** start **

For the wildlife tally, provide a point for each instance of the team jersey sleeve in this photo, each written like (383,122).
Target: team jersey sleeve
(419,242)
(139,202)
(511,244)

** end **

> WORK TO DO: Reproduce the records above, substituting "player shirt sleeve" for each occurrence of "team jersey sleeve" and leaving all other text unchanged.

> RESPONSE BELOW:
For the wildlife tally, provide a point for each instance of the player shirt sleeve in this photo, each written like (383,122).
Target: player shirt sleeve
(419,242)
(139,202)
(511,244)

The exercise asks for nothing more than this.